Data excerpts:
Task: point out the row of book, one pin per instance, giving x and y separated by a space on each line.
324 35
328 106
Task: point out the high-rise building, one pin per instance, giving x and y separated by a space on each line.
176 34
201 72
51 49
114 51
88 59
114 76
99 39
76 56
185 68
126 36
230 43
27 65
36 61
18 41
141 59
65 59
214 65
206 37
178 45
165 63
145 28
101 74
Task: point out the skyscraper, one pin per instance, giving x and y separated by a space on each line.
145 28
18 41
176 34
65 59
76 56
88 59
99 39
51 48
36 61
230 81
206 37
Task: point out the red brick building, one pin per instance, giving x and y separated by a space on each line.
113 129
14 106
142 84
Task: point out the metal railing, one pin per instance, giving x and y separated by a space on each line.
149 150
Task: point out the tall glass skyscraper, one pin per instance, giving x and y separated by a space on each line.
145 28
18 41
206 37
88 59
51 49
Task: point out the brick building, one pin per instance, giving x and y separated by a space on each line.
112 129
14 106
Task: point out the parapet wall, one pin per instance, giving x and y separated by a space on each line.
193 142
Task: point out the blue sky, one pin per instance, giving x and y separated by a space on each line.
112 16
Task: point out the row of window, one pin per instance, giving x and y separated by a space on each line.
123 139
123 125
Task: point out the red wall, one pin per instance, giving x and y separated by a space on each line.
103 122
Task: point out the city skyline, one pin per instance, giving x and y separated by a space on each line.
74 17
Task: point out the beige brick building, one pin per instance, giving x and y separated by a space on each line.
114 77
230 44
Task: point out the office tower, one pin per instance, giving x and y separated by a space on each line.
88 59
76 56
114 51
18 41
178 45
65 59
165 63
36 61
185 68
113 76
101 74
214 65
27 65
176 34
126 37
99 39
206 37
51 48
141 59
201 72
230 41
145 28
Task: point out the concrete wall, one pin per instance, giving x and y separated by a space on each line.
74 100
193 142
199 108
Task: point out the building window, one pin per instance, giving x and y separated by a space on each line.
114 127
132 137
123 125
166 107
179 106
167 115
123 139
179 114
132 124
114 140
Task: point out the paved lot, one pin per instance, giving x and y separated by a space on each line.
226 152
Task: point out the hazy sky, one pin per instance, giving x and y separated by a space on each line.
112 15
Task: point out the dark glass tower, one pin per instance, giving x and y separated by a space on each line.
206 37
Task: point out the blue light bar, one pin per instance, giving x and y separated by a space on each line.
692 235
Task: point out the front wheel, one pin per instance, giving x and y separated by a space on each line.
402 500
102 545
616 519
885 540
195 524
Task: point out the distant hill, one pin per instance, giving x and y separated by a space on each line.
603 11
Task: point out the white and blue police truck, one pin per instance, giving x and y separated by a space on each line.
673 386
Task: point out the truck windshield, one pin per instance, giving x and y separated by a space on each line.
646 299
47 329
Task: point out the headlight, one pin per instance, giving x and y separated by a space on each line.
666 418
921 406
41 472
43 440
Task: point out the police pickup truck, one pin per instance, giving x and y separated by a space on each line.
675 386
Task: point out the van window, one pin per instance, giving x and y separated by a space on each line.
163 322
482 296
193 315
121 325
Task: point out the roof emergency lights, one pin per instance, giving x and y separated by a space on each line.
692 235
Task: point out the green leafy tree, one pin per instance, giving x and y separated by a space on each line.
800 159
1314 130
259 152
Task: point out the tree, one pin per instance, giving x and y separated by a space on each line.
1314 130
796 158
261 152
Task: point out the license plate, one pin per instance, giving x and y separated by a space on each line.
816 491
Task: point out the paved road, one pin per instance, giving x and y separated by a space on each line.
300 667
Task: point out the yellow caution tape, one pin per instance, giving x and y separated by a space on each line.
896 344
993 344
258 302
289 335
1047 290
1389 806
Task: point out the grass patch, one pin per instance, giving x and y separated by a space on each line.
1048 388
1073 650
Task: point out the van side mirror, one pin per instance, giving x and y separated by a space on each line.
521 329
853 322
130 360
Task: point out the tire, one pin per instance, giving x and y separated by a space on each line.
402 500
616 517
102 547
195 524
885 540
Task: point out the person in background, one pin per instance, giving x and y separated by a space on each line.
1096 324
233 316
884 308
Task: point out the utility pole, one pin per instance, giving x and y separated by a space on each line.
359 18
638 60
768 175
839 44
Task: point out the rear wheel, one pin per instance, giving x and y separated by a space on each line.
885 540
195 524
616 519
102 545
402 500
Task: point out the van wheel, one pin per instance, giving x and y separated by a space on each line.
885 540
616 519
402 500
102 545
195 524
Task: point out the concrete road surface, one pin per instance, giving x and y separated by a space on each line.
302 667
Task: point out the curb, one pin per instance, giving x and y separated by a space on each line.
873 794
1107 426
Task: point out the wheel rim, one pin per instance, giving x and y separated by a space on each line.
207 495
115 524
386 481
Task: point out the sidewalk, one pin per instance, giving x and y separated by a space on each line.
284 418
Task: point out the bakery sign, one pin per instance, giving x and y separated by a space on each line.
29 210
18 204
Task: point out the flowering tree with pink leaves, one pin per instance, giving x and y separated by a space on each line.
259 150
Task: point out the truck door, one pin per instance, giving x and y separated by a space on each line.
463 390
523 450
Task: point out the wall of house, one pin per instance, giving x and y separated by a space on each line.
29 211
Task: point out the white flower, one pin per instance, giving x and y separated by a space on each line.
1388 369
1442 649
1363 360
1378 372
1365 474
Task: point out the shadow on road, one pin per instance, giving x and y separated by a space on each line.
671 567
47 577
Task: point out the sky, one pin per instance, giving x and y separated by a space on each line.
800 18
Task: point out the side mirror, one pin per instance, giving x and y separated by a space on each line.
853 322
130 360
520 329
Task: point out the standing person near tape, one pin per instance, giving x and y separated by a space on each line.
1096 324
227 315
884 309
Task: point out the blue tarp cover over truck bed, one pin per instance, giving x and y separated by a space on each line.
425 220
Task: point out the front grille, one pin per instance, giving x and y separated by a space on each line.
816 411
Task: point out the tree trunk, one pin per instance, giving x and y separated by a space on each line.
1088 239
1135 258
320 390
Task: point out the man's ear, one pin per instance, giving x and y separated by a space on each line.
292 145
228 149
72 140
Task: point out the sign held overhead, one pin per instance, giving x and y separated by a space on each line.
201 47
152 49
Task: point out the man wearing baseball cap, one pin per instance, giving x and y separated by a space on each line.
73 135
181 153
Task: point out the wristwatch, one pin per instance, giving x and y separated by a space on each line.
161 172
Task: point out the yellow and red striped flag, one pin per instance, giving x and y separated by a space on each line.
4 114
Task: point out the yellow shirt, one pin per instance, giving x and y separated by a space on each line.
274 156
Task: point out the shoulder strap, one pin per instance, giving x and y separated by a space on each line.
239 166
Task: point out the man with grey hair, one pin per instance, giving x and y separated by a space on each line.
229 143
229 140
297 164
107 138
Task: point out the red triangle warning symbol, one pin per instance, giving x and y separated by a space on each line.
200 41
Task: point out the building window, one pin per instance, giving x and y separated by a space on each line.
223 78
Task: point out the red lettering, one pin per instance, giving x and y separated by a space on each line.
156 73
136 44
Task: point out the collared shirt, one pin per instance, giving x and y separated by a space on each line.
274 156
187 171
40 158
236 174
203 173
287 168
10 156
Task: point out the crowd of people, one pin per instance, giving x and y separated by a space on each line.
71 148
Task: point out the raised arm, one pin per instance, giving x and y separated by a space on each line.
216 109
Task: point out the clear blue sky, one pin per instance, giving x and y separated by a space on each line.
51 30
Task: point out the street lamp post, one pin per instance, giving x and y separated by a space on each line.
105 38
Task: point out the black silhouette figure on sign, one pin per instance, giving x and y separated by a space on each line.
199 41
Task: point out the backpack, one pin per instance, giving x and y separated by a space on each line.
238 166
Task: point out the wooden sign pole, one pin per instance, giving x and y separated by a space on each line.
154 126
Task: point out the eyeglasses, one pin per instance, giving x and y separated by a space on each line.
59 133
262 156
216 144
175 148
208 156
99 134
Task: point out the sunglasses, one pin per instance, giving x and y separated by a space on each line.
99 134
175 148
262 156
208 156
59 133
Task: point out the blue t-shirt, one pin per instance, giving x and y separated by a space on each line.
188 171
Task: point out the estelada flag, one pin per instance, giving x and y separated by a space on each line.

* Your objective:
The reply must consist solely of the lines from the one containing "Task: point out the backpack, one" through the last line of the data, reproduced exactly.

* Answer to this exercise:
Task: point out the backpack, one pin per instance, giving x and y separated by a space on each line.
238 166
Task: point out the wooden sign pole, one pin per instance, giving x and y separated by a space on each line.
154 126
Task: point out the eyeglasses, one pin per instance, giving x and y separated by a space on each line.
59 133
262 156
216 144
175 148
208 156
99 134
Task: point out the sunglasses, one pin per instance, giving x and y separated by a space on each line.
99 134
175 148
262 156
208 156
59 133
Task: point out the blue t-shirt, one pin per instance, giving x and y separated by a space on each line.
188 171
Task: point out the estelada flag, one pin per instance, giving x and y separated by a space on each line.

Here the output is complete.